# Problem statement
Repeat the material in full. Keep every line exactly as it is.

[start Data rows]

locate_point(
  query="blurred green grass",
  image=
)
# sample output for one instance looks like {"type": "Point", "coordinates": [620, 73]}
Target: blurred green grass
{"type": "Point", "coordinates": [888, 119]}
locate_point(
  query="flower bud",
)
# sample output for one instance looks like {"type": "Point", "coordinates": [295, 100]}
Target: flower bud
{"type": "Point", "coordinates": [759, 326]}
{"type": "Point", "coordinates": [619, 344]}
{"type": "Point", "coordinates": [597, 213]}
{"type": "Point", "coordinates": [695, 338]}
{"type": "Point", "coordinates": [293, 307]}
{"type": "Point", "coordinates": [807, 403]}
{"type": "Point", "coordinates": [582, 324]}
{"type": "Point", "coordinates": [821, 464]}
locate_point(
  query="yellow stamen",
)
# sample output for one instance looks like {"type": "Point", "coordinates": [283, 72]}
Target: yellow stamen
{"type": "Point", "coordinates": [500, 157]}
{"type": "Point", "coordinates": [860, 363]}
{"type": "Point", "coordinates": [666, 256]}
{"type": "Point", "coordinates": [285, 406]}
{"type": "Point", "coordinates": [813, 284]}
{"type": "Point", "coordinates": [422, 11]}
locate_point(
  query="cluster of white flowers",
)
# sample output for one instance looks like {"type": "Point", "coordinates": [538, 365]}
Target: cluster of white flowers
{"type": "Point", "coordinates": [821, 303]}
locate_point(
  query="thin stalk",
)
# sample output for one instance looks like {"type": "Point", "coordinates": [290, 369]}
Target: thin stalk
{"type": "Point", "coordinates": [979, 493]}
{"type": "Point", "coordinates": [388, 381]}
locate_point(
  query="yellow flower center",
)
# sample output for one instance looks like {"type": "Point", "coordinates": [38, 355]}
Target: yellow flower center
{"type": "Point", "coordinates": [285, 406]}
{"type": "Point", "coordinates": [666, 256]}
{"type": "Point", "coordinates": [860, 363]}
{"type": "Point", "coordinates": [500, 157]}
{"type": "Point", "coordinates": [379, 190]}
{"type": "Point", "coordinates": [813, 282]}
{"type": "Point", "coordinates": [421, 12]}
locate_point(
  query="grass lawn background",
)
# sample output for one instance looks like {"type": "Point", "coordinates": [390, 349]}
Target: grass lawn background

[end Data rows]

# The result
locate_point(
  query="blurred green grass",
  image=
)
# sample output for one instance looks like {"type": "Point", "coordinates": [620, 73]}
Target: blurred green grass
{"type": "Point", "coordinates": [888, 119]}
locate_point(
  query="flower bud",
)
# sample output for one instance looks like {"type": "Point", "coordinates": [295, 100]}
Target: flower bud
{"type": "Point", "coordinates": [759, 326]}
{"type": "Point", "coordinates": [619, 344]}
{"type": "Point", "coordinates": [597, 213]}
{"type": "Point", "coordinates": [695, 338]}
{"type": "Point", "coordinates": [293, 307]}
{"type": "Point", "coordinates": [807, 403]}
{"type": "Point", "coordinates": [582, 324]}
{"type": "Point", "coordinates": [821, 464]}
locate_point(
  query="yellow stamen",
)
# sample output for one instance looks like {"type": "Point", "coordinates": [283, 72]}
Target: yellow stamen
{"type": "Point", "coordinates": [500, 157]}
{"type": "Point", "coordinates": [860, 363]}
{"type": "Point", "coordinates": [666, 256]}
{"type": "Point", "coordinates": [285, 406]}
{"type": "Point", "coordinates": [813, 284]}
{"type": "Point", "coordinates": [422, 11]}
locate_point(
  query="cluster of white flowers",
)
# sample output for one instance looks like {"type": "Point", "coordinates": [538, 365]}
Target: cluster of white flowers
{"type": "Point", "coordinates": [821, 303]}
locate_point(
  query="thin stalk",
)
# sample output for one instance looks like {"type": "Point", "coordinates": [290, 369]}
Target: thin stalk
{"type": "Point", "coordinates": [979, 493]}
{"type": "Point", "coordinates": [388, 381]}
locate_point(
  query="yellow flower center",
)
# sample output for one instance looks like {"type": "Point", "coordinates": [38, 355]}
Target: yellow flower center
{"type": "Point", "coordinates": [285, 406]}
{"type": "Point", "coordinates": [666, 256]}
{"type": "Point", "coordinates": [860, 363]}
{"type": "Point", "coordinates": [500, 157]}
{"type": "Point", "coordinates": [379, 190]}
{"type": "Point", "coordinates": [813, 282]}
{"type": "Point", "coordinates": [421, 12]}
locate_point(
  query="grass lawn background",
)
# sample output for one instance looks like {"type": "Point", "coordinates": [390, 349]}
Target: grass lawn background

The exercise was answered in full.